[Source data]
####################

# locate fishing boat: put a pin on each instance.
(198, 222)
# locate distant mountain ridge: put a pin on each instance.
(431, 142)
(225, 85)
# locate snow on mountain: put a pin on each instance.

####################

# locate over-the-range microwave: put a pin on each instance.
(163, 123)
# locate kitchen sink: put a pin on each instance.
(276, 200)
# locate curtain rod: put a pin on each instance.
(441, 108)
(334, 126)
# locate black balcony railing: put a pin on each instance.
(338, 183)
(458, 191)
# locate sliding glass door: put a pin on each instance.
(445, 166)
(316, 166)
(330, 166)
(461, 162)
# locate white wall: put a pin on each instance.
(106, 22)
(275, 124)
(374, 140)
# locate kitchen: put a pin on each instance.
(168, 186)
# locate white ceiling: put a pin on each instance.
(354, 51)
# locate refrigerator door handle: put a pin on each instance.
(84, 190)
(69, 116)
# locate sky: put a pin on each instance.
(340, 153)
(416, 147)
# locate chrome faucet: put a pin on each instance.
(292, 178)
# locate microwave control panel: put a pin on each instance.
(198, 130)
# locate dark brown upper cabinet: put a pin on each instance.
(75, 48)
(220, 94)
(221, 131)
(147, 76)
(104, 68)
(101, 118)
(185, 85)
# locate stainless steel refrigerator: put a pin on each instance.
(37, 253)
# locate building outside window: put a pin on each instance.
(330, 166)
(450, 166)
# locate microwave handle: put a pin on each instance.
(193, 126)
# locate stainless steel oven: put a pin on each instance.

####################

> [What to work on] Set down again, word for word, the stretch of records from the line with "# locate distant" to the line with "# locate snow", both of those lines included.

> [Exercise output]
# locate distant mountain ridge: put a pin on each instance.
(431, 142)
(225, 85)
# locate snow on mountain: put a pin on each instance.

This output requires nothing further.